> The tasks
**1)** List the girl names the opening post of the forum thread on naming a female puppy offers.
**2)** Continue the forum thread on naming a female puppy from its last line, keeping the same tone.

> Text block
--- START ---
I find girls names so much harder to think of then boys??
Here are some i thought of
Dixie
Texas
Crunche
Tipex
Betty


----------



## Turi (Jun 28, 2011)

Zuri Katie? That could be really confusing! :laugh:

Hazel, Lupin, Bluebell, Miel (Honey in French), Jaffa, Noodle, Pippin, Merrie - half of these are female names we've called our cats in the past!


----------



## Dextersmum (Feb 9, 2012)

DONNA said:


> I find girls names so much harder to think of then boys??
> Here are some i thought of
> Dixie
> Texas
> ...


My partner thinks Tipex is brilliant! He's sat there laughing!


----------



## DONNA (Jan 7, 2011)

I saw it on a pet site the dog was blk and white hence it was called Tipex!

Must say im liking the name Pudding Jo jo i may keep that in mind for poo number 2!


----------



## Dextersmum (Feb 9, 2012)

Pudding is very cute! Buddy and Pudding,goes well together


----------



## CockapooNana (May 21, 2011)

My favorite Poo name is Melody. I've also had poodles named Muffin and Mindy and now have a beautiful little cream colored toy poodle named Bella Luna.


----------



## benson12 (Jun 6, 2012)

how about coco or bo


----------



## Dextersmum (Feb 9, 2012)

I like Bo,it's on our shortlist


----------



## janj (May 16, 2012)

dexter and Dixie ? names are hard perhaps you will have to see her and then a name will come to you .


----------



## Dextersmum (Feb 9, 2012)

janj said:


> dexter and Dixie ? names are hard perhaps you will have to see her and then a name will come to you .


That's what I think too


----------



## wilfiboy (Sep 18, 2010)

Have nt read the thread so quite possibly repeating....
Nellie,Dolly,Nettie, Hattie, Betty, Dottie, Eadie, Beryl, Hettie,Elsie,Nancy,Bella,Daphne.....erm x


----------



## wilfiboy (Sep 18, 2010)

Agnes, Effie x


----------



## Dextersmum (Feb 9, 2012)

I like Hattie and Mabel


----------



## wilfiboy (Sep 18, 2010)

Well it goes without saying that I like Mable, fabulous choice I must say


----------



## JoJo (Mar 2, 2011)

Gemma any closer to a name yet???


----------



## Dextersmum (Feb 9, 2012)
--- END ---
> Recorded data
--- START ---
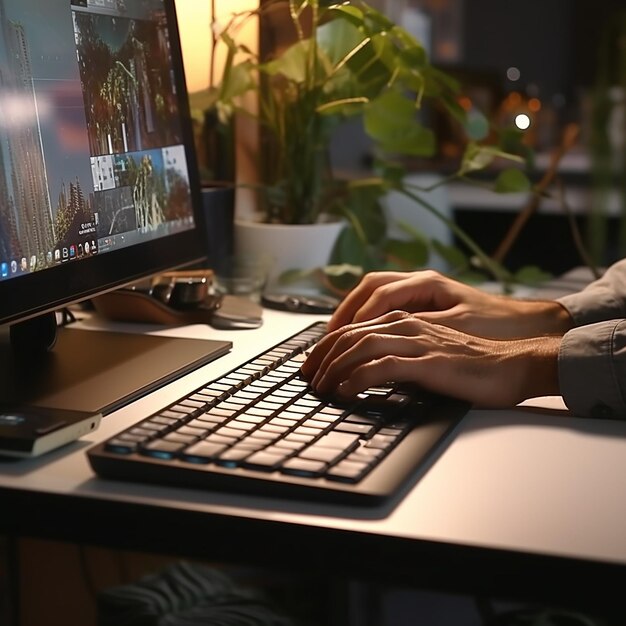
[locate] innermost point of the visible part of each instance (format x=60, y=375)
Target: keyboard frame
x=400, y=467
--- END ---
> Task-by-task results
**1)** Dixie, Texas, Crunche, Tipex, Betty

**2)**
Haha! We have a shortlist which is Lola,Mabel,Bo,Evie and every so often I throw a new one into the mix. I think I need to meet her first to be sure but I've loved all the help with the names,girls names are difficult! Ooh,I also like Maisie too


----------



## JoJo (Mar 2, 2011)

Gemma lovely short list .. I am sure one of those name will suit her ... I love them all


----------



## wilfiboy (Sep 18, 2010)

Mable started off as Mabel, not sure when she changed lol.... I blame my son he was always saying is it May-belle or May-ble (as in prenunciation) so without realising it I changed the spelling , I need to look back over my post to see when I confused myself, does nt take much though x


----------



## Dextersmum (Feb 9, 2012)

wilfiboy said:


> Mable started off as Mabel, not sure when she changed lol.... I blame my son he was always saying is it May-belle or May-ble (as in prenunciation) so without realising it I changed the spelling , I need to look back over my post to see when I confused myself, does nt take much though x


Hehe,you sound like me


----------



## wilfiboy (Sep 18, 2010)

How sad though Ive just checked through old post, she some how during May last year changed from Mabel to Mable.... my son obviously managed to confus the hell out of me x


----------



## Dextersmum (Feb 9, 2012)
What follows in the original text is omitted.